→ **OBJECTIVE**
List each line in the records below that contains the string "side". Case counts.

→ **WORKING DATA**
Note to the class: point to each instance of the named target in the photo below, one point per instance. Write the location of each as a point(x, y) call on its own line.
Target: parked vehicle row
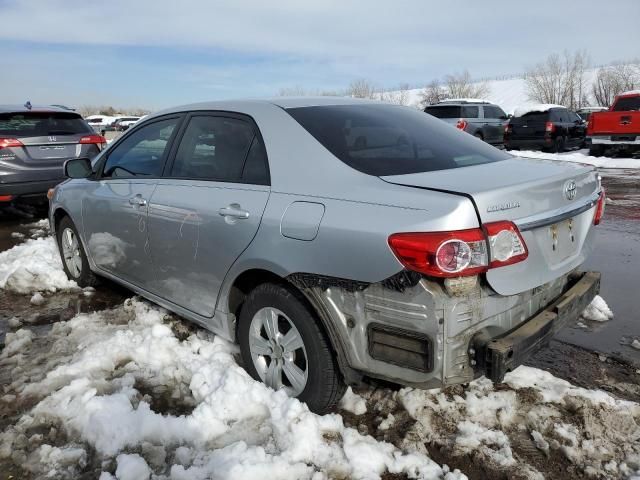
* * *
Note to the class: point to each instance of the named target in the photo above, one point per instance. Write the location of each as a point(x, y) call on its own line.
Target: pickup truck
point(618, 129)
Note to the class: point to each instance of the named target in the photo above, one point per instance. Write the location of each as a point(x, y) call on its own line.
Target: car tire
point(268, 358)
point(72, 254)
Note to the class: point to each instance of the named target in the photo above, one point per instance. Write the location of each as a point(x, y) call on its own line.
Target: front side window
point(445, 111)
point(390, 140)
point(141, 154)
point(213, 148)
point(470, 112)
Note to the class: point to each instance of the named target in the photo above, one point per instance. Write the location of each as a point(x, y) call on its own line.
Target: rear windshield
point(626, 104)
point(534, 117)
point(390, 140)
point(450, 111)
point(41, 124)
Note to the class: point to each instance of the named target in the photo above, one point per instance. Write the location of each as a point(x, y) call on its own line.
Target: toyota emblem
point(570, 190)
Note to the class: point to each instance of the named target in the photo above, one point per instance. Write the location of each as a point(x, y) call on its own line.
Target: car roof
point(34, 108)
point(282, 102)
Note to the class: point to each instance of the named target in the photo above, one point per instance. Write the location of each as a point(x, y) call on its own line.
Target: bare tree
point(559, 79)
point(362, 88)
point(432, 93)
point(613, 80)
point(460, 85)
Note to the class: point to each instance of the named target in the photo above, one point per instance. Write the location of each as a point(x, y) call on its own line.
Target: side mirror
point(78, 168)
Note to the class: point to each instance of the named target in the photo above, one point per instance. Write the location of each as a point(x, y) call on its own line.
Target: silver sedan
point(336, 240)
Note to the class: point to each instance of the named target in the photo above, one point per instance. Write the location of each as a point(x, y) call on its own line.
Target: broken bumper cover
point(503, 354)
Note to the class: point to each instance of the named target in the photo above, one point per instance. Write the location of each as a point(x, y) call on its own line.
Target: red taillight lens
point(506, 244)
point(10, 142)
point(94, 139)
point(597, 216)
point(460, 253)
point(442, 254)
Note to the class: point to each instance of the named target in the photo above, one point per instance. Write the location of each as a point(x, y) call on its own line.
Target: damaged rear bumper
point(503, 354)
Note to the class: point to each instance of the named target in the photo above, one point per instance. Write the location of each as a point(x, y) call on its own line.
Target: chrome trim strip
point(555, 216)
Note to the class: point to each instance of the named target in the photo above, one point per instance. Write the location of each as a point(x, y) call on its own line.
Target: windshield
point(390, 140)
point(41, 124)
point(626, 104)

→ **FINAL RESULT**
Target: front side window
Target: side mirror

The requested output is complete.